***** PROVIDED MATERIAL

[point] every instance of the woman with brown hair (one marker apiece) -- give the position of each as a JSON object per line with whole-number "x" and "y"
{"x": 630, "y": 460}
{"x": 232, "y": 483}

**********
***** PROVIDED MATERIAL

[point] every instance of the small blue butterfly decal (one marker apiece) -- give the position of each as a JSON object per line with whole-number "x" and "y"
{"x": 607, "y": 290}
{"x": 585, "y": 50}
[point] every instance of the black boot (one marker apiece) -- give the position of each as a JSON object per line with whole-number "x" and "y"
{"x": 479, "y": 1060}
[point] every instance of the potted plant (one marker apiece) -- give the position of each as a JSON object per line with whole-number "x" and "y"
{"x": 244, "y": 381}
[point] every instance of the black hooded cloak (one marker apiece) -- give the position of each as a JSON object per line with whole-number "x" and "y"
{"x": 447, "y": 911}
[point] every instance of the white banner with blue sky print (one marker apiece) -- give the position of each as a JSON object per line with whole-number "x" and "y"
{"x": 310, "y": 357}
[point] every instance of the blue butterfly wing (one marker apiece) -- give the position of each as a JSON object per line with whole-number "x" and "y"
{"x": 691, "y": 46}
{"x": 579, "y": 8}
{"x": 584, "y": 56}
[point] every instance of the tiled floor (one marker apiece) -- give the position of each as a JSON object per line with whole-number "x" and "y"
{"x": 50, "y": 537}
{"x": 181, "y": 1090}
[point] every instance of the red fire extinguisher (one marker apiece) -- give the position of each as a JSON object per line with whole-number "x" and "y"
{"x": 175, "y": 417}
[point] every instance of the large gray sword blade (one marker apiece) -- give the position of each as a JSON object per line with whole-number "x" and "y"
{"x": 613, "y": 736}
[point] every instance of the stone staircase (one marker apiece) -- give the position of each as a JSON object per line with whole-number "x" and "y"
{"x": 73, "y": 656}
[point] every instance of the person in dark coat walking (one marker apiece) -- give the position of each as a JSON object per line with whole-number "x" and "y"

**********

→ **AIM OF THE TASK**
Which lines in the records above contain the string "black"? Collect every such line in full, matching case exactly.

→ **ANSWER BELOW**
[point] every instance of the black boot (one marker apiece) -- give the position of each as a JSON object per line with whole-number "x" and "y"
[point] every instance of the black hooded cloak (one marker apiece) -- give the position of each as a JSON object per line with whole-number "x" and "y"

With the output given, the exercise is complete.